- **Source**:
== == ==

The city pays for Mike Dean’s party while city officials cover it and mislead the public saying otherwise. Horrible. The motorcycle rally and Dean should no longer be allowed to takeover the family historic district with their obscene parties that make family businesses close. Charging taxpayers as a private business and putting up popup vendors in front of permanent businesses is unsuitable on The Strand. Those two oversized events should be moved away from residents and family businesses.

Rudolph Garza

Someone needs to force an audit of the Hotel Occupancy Tax. If that were to occur I promise that heads would roll. The use of HOT is as clear as a sunny day in Galveston. HOT revenues must “directly” promote tourism AND the convention and hotel industry. Using any portion for normally city service such as policing, is 100% illegal. The AG has ruled time and time again that there is no flexibility in the use of HOT revenue. A simple referral of this particular, and might I ad political hot potato issue concerning Mardi Gras, to the Texas Attorney General would clear all this up. But it's not looking good for anyone in the City of Galveston that gave the okay to use the HOT revenue for Mardi Gras.

Rudy Garza, Former Park Board Member and Former Chair of Mardi Gras

Wayne D Holt

I find it ironic that a non-attorney who owns businesses on the Strand can quote chapter and verse about why he believes his position is supported by Texas law and yet we have not seen anything like a rejoinder from the City's legal team that I am aware of. Doesn't that seem to be an odd contrast?

I have heard Mr. Maxwell claim that he has the authority to engage contracts like this with Council approval, but that is not any sort of transparent legal justification offered to the taxpayers who are paying for the spectacle. Now with litigation that could take months or even years to conclude, the City likely will continue to wrap itself in the cloak of invisibility by claiming they don't comment on pending litigation.

Exactly WHEN will the city comment on laws they claim authority from? Should it take a suit to find out what laws we are living under? Something is seriously wrong if that is the case and I applaud Mr. Flores for making the attempt to shake loose an answer that will stand up to close scrutiny.

== == ==

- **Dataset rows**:

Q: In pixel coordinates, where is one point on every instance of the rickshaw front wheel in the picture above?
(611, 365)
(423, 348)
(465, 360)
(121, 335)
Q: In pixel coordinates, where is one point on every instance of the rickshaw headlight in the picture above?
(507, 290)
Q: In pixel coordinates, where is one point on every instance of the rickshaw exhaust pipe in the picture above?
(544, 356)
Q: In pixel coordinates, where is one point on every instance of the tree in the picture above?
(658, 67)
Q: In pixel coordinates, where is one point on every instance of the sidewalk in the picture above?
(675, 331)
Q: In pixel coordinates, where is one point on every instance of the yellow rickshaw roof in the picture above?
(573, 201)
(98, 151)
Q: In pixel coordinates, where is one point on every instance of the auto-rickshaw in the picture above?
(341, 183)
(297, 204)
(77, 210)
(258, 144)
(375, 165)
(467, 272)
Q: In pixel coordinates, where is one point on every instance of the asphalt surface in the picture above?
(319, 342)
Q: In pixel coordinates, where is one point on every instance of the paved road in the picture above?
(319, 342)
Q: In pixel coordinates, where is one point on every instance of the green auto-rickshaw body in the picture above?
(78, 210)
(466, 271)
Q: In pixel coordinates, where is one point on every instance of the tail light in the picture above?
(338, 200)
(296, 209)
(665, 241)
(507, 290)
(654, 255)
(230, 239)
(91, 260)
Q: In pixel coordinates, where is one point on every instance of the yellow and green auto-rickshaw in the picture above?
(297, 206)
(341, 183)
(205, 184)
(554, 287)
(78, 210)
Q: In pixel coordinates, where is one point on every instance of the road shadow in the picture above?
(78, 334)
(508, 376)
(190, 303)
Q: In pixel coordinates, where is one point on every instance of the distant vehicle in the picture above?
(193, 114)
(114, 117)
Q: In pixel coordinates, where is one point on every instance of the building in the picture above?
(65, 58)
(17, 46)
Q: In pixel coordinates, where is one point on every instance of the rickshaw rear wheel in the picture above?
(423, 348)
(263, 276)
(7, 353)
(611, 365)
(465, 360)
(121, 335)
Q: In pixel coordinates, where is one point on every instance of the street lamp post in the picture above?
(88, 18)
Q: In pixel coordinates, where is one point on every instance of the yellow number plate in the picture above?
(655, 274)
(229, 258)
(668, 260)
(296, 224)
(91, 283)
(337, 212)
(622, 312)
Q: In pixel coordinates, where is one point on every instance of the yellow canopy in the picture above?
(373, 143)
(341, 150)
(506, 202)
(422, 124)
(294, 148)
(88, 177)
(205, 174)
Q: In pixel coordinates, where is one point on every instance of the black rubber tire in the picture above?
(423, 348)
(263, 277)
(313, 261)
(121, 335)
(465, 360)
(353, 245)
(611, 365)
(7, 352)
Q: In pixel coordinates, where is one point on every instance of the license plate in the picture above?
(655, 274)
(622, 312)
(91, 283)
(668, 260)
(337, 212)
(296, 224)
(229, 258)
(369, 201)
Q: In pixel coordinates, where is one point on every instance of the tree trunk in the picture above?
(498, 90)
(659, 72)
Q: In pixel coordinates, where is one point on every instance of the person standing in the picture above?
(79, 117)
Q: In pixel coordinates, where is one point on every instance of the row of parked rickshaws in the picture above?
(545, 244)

== == ==

- **Stated goal**:
Continue the comments about Galveston's use of Hotel Occupancy Tax money for Mardi Gras, starting right after their last sentence.

- **Reply**:
I continue to believe this issue, while contentious, could be resolved in a way that allowed most of Galveston's events to be revisioned positively for local businesses, downtown residents, charitable and service organizations and the image of Galveston overall. But it can't begin to do that if the City is playing fast and loose with state law.

CJ Kirwer

What’s unfortunate is residents and employees of businesses of the downtown entertainment district weren’t included in the petition. I live “inside the fence”. That means I cannot: have:

Friends or relatives to my home unless they pay for entry.

Can I bring a “to-go” from a restaurant outside the fence home? Nope.

Can I bring my bicycle through the gate? Nope.

What I’m getting at in this post is pretty simple. Having been to Mardi Gras in 3 states and 4 countries Galveston is focused on out door concerts as opposed to supporting the Krewes that are the heart and soul of Mardi Gras anywhere but Galveston. That costs a lot of money.

As such Galveston is the only Mardi Gras I’ve ever been to that hires a promoter, intends to lose money, and completely loses track of what Mardi Gras is.

How about the city and park board support the Krewes that put in year long efforts to bring parades to the island as opposed to outdoor concerts that exist nowhere in any other Mardi Gras I’ve been to. Sure Anguilla has a “Jump Up” AFTER the parades.. but it’s still free to all. (Privately funded)

If y’all want to turn Mardi Gras into a three stage event call it what it is and leave the term “Mardi Gras” out of it.

Again- support the KREWES!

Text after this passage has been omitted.